» RECORDS TO USE:
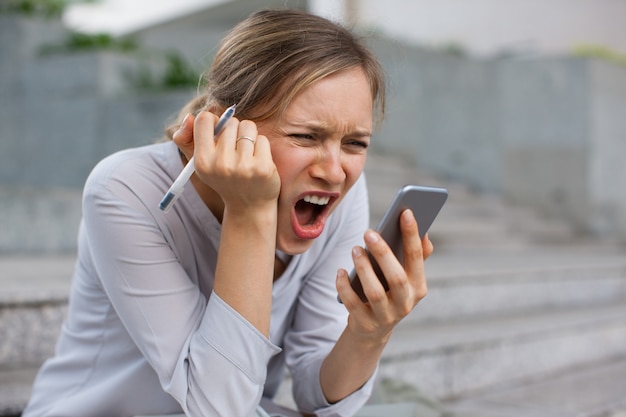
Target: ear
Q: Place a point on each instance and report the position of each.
(183, 137)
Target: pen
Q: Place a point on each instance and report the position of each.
(179, 184)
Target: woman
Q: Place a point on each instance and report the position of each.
(200, 309)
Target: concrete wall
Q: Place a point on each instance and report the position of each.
(544, 132)
(548, 133)
(59, 115)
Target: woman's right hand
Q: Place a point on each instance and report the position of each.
(241, 171)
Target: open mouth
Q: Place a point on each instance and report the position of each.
(309, 215)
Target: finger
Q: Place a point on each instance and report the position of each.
(246, 137)
(372, 287)
(348, 297)
(413, 252)
(204, 144)
(427, 247)
(183, 137)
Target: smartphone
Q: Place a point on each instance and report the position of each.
(425, 202)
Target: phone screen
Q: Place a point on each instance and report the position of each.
(425, 202)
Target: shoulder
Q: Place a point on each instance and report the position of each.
(133, 168)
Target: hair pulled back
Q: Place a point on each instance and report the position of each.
(271, 56)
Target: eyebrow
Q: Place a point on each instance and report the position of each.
(323, 128)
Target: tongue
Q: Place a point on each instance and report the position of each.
(305, 213)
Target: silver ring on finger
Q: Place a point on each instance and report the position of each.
(245, 138)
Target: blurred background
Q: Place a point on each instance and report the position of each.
(517, 107)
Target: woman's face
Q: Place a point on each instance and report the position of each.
(319, 147)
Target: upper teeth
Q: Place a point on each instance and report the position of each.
(313, 199)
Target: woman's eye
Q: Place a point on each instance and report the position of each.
(358, 144)
(302, 136)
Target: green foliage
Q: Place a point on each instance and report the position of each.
(78, 42)
(177, 73)
(600, 52)
(453, 48)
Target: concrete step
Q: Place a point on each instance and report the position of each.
(469, 219)
(15, 389)
(462, 358)
(473, 284)
(595, 390)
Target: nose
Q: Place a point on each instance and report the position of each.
(329, 166)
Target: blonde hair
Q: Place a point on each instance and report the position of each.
(271, 56)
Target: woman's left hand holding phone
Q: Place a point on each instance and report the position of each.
(238, 167)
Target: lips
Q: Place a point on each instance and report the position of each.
(309, 214)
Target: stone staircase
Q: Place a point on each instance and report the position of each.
(523, 317)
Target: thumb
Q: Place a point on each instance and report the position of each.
(183, 137)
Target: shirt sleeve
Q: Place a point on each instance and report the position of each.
(319, 318)
(206, 356)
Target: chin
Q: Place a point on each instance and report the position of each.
(294, 246)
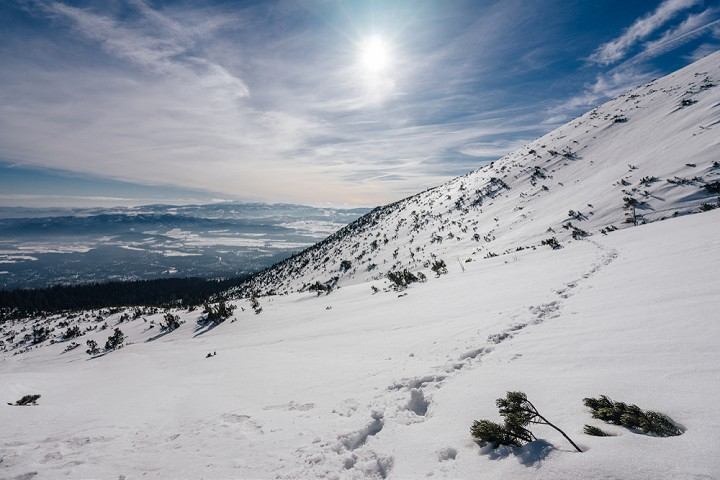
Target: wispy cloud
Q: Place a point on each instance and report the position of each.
(257, 111)
(154, 41)
(618, 48)
(690, 28)
(624, 62)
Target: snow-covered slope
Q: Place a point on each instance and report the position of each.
(369, 382)
(356, 385)
(655, 148)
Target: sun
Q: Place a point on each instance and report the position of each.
(374, 54)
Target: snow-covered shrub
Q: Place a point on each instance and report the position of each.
(172, 322)
(402, 278)
(92, 347)
(439, 267)
(255, 304)
(518, 413)
(713, 187)
(552, 243)
(632, 417)
(595, 431)
(27, 400)
(71, 332)
(115, 340)
(218, 313)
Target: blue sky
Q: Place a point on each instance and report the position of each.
(318, 102)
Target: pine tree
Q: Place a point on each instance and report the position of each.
(92, 347)
(632, 417)
(518, 413)
(115, 340)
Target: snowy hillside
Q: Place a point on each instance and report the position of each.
(375, 382)
(356, 385)
(647, 155)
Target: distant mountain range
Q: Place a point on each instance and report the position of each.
(40, 247)
(650, 154)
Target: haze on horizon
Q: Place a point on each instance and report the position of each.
(323, 103)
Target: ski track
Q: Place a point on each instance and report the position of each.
(352, 454)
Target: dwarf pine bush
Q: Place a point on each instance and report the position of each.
(595, 431)
(518, 413)
(27, 400)
(632, 417)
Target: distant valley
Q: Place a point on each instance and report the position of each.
(42, 247)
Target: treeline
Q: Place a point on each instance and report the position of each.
(160, 293)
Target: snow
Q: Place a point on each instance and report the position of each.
(357, 384)
(382, 385)
(662, 156)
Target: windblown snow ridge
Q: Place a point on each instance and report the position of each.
(647, 155)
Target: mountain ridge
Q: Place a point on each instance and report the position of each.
(577, 180)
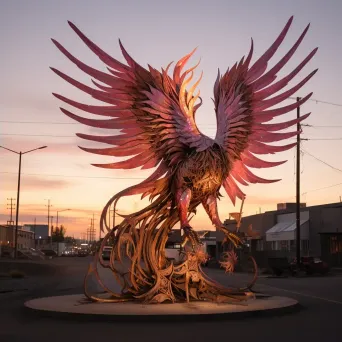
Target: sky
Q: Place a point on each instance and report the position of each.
(155, 33)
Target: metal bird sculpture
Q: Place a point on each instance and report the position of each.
(155, 114)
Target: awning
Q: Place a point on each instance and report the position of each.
(287, 231)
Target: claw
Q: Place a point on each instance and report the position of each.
(192, 236)
(232, 237)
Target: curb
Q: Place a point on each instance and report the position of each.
(229, 316)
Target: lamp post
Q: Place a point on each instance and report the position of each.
(59, 211)
(18, 194)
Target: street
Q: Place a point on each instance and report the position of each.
(321, 298)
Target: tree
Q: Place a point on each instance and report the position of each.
(58, 234)
(69, 240)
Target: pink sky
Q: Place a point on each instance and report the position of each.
(156, 33)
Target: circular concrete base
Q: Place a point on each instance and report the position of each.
(75, 306)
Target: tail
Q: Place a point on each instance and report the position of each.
(152, 185)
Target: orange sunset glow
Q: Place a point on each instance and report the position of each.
(30, 115)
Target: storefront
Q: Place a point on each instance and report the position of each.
(282, 236)
(331, 248)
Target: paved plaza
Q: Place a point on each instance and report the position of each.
(319, 319)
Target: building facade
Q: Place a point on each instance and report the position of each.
(40, 230)
(7, 237)
(321, 233)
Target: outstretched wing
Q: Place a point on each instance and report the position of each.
(154, 112)
(241, 103)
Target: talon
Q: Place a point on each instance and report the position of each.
(232, 237)
(192, 236)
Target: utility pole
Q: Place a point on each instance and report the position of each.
(11, 207)
(298, 190)
(50, 229)
(34, 231)
(18, 193)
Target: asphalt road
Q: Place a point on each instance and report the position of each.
(321, 298)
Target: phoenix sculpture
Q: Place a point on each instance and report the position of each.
(155, 115)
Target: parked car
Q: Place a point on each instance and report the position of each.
(106, 252)
(69, 253)
(49, 253)
(310, 265)
(82, 253)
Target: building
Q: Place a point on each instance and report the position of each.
(41, 230)
(321, 232)
(7, 237)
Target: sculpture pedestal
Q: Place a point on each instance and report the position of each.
(76, 307)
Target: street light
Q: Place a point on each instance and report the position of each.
(18, 194)
(59, 211)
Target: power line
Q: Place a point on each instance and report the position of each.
(322, 161)
(40, 122)
(323, 188)
(67, 176)
(40, 135)
(320, 101)
(319, 126)
(332, 139)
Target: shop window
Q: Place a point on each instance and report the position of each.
(260, 245)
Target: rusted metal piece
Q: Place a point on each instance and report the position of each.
(155, 115)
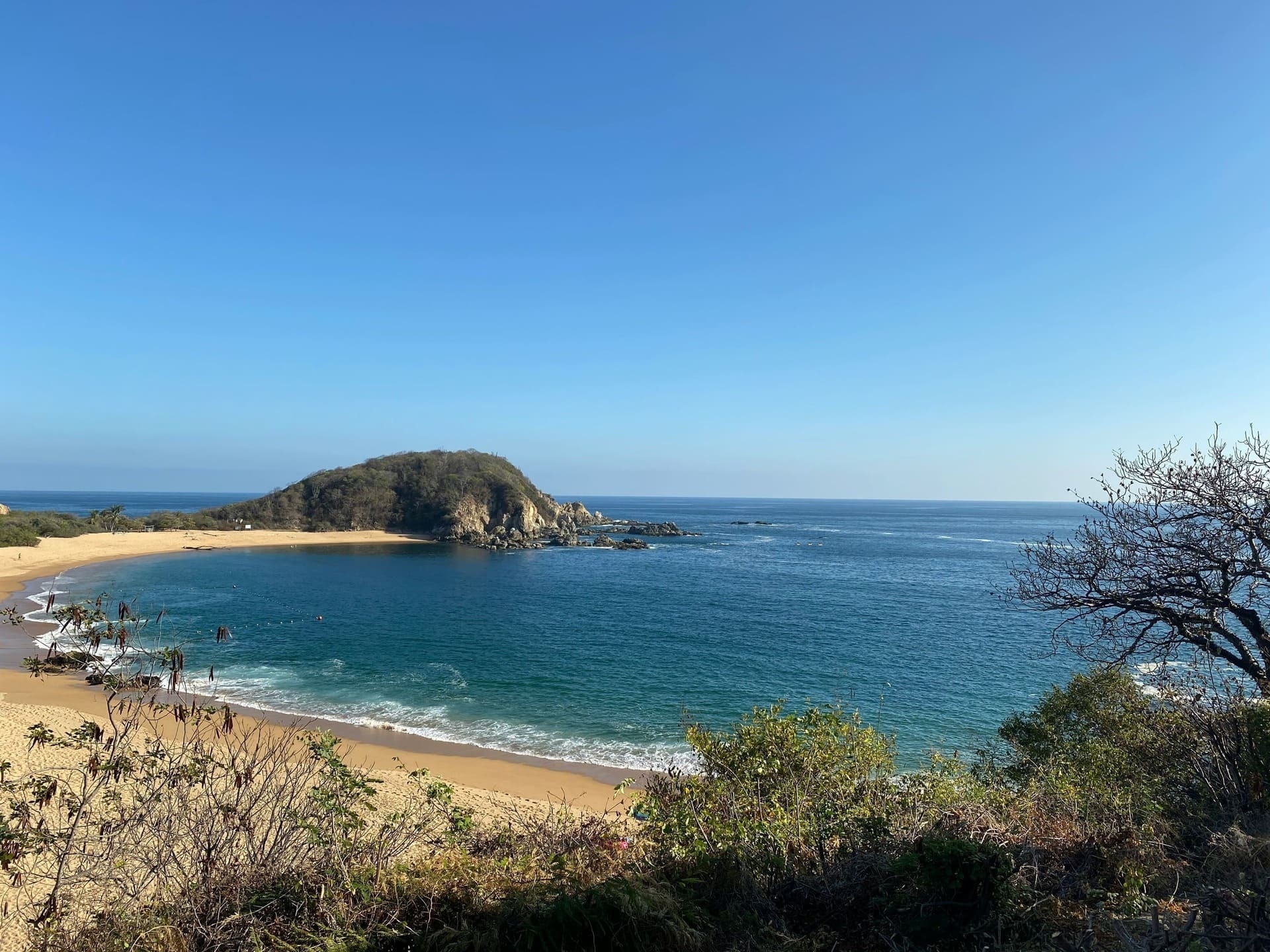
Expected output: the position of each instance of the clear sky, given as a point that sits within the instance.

» DESCRIPTION OF THE TASK:
Working through the records above, copy each line in which "sculpture" is found.

» YOUR RESPONSE:
Target: metal bird sculpture
Target: phoenix sculpture
Target: sculpture pedestal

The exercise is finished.